** WRITTEN TASK **
Locate every line in the records that contains the string "below", treating uppercase and lowercase as distinct, and copy each such line in full.

BEGIN

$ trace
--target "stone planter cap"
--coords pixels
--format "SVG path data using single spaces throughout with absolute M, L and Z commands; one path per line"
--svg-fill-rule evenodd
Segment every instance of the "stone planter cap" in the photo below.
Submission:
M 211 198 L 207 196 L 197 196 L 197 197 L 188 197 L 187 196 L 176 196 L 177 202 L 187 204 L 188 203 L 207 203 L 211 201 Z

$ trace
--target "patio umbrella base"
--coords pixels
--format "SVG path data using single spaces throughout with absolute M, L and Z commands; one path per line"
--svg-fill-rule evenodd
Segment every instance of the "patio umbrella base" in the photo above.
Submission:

END
BEGIN

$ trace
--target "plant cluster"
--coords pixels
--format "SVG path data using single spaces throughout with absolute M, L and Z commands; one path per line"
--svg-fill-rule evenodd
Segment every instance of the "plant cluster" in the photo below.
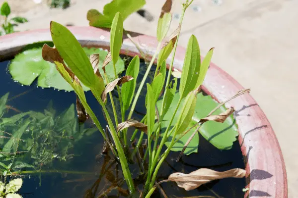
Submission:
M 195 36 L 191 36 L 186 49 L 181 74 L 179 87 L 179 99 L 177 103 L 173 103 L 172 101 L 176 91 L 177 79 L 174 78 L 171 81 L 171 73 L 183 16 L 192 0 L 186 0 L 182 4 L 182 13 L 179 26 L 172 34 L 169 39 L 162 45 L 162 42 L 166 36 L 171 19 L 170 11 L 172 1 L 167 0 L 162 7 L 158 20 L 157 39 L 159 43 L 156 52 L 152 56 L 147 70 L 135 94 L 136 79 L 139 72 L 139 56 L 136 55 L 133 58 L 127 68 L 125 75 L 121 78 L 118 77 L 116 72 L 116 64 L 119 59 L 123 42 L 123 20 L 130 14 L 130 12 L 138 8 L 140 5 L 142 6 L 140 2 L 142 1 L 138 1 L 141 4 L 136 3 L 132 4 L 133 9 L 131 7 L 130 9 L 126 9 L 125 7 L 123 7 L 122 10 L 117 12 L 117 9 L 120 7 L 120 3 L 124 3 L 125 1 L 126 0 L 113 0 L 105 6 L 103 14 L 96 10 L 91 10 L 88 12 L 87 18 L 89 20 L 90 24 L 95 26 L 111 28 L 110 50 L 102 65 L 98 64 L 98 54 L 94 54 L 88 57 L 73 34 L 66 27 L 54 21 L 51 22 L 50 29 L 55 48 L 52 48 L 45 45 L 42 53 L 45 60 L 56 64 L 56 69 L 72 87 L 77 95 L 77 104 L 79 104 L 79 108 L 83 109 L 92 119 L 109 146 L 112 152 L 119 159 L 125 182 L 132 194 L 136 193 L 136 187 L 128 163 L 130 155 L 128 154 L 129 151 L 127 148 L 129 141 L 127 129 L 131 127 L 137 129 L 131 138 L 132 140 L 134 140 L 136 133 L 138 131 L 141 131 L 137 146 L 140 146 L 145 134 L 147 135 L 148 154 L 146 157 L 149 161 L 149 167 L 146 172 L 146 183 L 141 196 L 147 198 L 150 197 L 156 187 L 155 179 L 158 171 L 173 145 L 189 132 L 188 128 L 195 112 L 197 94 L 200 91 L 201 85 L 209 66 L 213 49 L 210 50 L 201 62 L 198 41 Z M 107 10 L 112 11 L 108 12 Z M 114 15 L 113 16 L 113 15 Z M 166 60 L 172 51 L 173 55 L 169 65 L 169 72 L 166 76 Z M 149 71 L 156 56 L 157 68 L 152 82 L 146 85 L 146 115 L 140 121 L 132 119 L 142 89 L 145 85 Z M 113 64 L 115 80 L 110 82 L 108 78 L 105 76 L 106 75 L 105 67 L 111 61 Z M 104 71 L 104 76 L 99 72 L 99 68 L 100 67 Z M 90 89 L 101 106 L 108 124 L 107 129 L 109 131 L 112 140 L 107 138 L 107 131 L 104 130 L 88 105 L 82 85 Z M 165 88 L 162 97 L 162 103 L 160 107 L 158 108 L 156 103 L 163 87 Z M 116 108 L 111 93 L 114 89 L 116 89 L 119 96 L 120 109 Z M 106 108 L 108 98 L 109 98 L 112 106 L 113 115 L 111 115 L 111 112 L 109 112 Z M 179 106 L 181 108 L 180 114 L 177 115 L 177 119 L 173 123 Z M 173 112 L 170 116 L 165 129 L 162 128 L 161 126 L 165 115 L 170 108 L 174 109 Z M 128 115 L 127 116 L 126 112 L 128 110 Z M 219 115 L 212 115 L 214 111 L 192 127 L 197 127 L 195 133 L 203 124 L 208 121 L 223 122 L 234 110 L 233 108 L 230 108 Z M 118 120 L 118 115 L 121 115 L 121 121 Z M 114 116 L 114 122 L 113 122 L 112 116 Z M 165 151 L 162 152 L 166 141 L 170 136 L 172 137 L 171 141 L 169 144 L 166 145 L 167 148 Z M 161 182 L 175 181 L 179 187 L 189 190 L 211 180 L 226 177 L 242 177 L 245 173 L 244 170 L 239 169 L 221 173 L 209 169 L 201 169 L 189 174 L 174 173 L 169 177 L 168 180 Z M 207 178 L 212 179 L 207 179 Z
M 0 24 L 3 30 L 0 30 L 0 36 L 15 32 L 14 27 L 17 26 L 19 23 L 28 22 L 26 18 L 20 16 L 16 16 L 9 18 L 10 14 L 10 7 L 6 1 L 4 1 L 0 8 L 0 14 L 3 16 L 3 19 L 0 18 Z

END
BEGIN

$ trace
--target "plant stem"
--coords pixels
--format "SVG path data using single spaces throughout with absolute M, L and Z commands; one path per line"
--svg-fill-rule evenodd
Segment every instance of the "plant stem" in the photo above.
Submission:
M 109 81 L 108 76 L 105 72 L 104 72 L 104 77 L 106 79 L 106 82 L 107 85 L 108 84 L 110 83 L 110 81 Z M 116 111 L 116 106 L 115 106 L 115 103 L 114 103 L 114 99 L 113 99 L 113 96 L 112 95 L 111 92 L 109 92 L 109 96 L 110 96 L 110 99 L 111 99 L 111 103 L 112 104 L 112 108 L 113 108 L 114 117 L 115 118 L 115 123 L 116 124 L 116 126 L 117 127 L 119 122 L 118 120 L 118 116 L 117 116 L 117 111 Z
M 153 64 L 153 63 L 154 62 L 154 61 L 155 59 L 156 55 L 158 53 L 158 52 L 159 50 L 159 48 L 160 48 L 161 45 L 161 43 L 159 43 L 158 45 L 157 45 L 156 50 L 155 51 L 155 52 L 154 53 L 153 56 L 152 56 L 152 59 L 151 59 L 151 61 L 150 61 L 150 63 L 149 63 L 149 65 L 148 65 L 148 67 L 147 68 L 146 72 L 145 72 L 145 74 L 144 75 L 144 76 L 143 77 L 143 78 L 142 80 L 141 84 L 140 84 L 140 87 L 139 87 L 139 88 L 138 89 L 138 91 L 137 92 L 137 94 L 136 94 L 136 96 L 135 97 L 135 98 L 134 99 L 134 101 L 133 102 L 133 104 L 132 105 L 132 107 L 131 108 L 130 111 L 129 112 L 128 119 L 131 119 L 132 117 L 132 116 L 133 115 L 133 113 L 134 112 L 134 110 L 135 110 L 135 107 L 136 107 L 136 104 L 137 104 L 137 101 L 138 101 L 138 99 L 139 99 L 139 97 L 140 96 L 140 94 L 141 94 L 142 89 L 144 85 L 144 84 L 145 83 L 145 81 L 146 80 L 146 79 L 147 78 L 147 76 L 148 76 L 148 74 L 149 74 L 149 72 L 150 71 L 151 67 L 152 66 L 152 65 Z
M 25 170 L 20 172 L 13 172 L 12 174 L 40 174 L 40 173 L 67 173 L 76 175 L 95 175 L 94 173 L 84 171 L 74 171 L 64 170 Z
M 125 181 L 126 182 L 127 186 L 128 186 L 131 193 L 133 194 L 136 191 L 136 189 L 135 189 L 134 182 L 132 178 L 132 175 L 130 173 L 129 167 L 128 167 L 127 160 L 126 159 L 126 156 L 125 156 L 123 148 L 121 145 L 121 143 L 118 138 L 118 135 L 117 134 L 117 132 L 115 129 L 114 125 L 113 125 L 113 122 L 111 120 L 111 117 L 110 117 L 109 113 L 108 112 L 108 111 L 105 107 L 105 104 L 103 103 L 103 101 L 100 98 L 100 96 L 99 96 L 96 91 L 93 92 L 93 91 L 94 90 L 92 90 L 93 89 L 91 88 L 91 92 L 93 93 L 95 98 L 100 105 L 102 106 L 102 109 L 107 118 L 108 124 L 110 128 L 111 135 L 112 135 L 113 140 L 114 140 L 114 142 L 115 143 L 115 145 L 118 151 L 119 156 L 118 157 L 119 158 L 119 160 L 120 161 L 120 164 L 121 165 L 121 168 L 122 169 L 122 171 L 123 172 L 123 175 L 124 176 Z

END

** EXPECTED ANSWER **
Segment every instance of the "stone planter cap" in the photo below.
Segment every instance of the "plant cluster" in the photo below.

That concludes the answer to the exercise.